__What is asked__:
Please quote the data verbatim, starting with its first line and going on through the line that contains "0,0,155,272". Stop after that line.

__Data in this exercise__:
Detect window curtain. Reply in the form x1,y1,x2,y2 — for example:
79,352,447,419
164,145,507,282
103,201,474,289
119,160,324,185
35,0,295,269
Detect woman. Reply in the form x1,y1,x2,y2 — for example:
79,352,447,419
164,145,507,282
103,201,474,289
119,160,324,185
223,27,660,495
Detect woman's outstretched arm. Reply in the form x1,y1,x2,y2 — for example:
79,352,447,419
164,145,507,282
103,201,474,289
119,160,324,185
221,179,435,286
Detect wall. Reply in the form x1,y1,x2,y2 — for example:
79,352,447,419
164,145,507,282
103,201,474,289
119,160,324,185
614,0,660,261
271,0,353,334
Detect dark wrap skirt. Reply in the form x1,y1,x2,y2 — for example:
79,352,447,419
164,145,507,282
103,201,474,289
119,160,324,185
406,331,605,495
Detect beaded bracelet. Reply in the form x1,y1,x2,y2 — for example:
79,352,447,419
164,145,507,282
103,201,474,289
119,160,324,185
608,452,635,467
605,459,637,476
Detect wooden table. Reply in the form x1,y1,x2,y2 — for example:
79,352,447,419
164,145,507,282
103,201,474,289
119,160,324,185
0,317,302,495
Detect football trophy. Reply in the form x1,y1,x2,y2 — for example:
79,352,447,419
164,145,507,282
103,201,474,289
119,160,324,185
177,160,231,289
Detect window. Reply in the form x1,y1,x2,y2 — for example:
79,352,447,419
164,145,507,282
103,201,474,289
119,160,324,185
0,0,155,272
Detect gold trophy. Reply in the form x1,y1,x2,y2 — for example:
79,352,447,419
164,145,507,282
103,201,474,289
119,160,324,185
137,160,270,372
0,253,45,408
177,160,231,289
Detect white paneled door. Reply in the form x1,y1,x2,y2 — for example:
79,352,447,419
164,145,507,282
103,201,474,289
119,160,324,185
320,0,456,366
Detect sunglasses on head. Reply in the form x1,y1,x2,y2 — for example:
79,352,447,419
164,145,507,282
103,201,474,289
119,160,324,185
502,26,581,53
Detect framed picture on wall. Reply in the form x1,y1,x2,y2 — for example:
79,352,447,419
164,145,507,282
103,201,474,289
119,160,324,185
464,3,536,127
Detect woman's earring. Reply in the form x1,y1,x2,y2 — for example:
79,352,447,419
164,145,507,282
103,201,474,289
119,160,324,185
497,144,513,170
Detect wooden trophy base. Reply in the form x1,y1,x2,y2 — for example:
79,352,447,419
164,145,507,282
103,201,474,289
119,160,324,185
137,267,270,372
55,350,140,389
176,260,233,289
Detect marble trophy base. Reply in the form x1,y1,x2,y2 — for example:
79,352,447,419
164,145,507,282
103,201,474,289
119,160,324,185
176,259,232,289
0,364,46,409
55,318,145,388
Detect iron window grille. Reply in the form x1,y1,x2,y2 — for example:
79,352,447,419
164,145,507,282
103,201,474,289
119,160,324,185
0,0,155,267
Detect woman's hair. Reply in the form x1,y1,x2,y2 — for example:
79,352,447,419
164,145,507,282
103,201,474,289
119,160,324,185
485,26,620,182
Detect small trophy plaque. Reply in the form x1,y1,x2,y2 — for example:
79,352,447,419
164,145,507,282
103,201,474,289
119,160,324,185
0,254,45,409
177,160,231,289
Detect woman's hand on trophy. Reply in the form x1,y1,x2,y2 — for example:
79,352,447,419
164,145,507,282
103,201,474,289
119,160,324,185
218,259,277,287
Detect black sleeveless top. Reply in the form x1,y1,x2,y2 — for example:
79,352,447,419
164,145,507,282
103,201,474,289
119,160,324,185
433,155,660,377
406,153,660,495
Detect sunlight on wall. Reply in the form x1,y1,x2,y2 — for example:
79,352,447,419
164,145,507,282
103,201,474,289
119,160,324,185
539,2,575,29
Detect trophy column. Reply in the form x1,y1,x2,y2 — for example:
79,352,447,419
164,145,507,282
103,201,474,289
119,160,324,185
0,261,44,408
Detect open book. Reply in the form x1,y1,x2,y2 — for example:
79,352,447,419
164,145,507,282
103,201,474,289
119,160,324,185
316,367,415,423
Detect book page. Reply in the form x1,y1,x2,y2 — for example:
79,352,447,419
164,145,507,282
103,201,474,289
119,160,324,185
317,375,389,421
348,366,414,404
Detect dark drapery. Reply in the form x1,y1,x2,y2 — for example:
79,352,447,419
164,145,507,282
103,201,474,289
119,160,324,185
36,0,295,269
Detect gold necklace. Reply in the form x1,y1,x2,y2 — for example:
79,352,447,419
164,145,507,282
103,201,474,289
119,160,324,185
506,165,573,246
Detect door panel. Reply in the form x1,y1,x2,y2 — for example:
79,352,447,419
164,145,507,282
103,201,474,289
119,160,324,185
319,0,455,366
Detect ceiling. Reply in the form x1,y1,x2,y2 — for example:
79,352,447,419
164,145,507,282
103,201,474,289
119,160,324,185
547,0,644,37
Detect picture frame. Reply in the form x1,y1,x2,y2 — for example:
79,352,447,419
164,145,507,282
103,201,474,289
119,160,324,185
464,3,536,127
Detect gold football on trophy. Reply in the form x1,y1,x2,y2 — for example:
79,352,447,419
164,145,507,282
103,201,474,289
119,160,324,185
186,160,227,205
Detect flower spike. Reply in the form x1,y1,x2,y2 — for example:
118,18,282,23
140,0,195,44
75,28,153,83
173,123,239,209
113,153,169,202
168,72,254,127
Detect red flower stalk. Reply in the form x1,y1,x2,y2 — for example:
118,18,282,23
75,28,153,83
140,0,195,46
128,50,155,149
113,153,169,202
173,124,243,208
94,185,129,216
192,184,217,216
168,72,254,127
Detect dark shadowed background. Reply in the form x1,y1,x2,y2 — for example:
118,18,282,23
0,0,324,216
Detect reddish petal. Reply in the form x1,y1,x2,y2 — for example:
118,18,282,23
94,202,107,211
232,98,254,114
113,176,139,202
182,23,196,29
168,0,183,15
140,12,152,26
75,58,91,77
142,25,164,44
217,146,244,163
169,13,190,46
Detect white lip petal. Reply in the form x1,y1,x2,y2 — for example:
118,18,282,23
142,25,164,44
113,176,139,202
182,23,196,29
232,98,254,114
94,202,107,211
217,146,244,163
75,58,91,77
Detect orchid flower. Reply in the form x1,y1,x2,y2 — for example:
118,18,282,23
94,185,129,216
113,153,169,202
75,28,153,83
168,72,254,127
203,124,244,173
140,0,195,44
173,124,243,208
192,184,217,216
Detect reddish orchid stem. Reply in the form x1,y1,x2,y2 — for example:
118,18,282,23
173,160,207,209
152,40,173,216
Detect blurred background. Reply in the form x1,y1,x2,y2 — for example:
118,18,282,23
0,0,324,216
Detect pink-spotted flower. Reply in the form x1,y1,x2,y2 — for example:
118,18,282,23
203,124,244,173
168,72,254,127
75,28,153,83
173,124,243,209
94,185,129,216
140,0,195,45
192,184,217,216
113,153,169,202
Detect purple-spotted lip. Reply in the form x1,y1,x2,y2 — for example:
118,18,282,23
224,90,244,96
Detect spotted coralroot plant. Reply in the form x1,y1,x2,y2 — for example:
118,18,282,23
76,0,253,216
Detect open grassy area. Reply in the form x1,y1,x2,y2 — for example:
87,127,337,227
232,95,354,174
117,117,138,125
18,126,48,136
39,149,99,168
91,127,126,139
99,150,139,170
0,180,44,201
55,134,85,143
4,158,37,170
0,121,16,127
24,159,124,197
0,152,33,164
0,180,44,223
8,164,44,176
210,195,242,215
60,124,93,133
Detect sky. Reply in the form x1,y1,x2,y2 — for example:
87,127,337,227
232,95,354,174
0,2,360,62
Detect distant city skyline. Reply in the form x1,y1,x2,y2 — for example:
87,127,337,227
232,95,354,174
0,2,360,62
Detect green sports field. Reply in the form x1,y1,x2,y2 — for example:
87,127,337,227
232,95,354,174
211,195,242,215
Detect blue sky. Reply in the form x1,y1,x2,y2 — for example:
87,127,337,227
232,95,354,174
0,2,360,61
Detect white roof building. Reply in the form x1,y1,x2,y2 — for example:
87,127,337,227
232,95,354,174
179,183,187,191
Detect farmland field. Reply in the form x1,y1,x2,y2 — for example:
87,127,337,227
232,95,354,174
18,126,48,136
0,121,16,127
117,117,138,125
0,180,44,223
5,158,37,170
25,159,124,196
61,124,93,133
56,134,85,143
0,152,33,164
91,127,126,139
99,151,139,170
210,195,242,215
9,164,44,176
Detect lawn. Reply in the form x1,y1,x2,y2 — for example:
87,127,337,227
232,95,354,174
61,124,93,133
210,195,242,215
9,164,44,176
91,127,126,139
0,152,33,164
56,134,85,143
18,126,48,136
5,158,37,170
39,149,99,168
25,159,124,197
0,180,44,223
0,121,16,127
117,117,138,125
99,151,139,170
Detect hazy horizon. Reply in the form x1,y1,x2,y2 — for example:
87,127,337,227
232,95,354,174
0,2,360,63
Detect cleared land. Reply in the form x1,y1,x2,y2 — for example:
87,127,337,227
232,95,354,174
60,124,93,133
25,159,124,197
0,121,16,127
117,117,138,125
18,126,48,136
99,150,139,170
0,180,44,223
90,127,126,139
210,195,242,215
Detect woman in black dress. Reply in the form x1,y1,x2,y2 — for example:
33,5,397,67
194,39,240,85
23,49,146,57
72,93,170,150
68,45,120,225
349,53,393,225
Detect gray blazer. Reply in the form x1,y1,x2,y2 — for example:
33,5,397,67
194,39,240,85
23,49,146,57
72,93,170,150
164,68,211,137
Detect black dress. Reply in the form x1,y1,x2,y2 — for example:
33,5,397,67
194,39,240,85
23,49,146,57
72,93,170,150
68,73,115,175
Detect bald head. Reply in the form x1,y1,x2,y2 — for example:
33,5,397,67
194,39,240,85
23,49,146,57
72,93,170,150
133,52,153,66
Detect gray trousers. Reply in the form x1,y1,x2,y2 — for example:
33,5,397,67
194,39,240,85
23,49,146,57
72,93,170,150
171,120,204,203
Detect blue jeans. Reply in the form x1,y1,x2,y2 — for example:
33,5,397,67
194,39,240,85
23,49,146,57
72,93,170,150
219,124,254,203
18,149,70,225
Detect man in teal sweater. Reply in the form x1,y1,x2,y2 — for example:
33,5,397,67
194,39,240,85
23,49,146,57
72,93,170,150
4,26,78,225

__Solution below__:
Detect window curtain. Reply in the form x1,y1,x2,y2 — for example:
79,352,447,419
164,145,507,282
103,201,474,289
119,160,324,185
35,0,295,269
Detect woman. Reply in the form x1,y1,x2,y2 — for example:
79,352,447,419
164,145,507,282
103,201,474,289
119,160,324,185
223,27,660,495
Detect woman's outstretched arm. Reply in the form x1,y1,x2,y2 — for example:
79,352,447,419
164,145,507,282
103,201,474,289
119,160,324,185
221,179,435,286
Detect wall. Reply in the form x1,y1,x2,y2 — for example:
79,352,447,419
164,145,507,282
103,201,474,289
119,160,324,185
614,0,660,261
271,0,353,334
Detect dark wrap skirt. Reply in the form x1,y1,x2,y2 — for example:
79,352,447,419
164,145,507,282
103,201,474,289
119,160,324,185
406,331,605,495
Detect beaded bracelet. Reply in the form x1,y1,x2,y2 — for example:
79,352,447,419
164,145,507,282
103,201,474,289
119,160,324,185
608,452,635,467
605,459,637,476
Detect wooden table. Reply in the form x1,y1,x2,y2 — for example:
79,352,447,419
164,145,507,282
103,201,474,289
119,160,324,185
0,317,302,495
Detect football trophy. Reply in the form x1,y1,x2,y2 — for example:
79,352,447,419
164,145,507,282
103,201,474,289
119,160,324,185
177,160,231,289
Detect window. Reply in the form x1,y1,x2,y2 — for example:
79,352,447,419
164,145,507,282
103,201,474,289
119,160,324,185
0,0,155,272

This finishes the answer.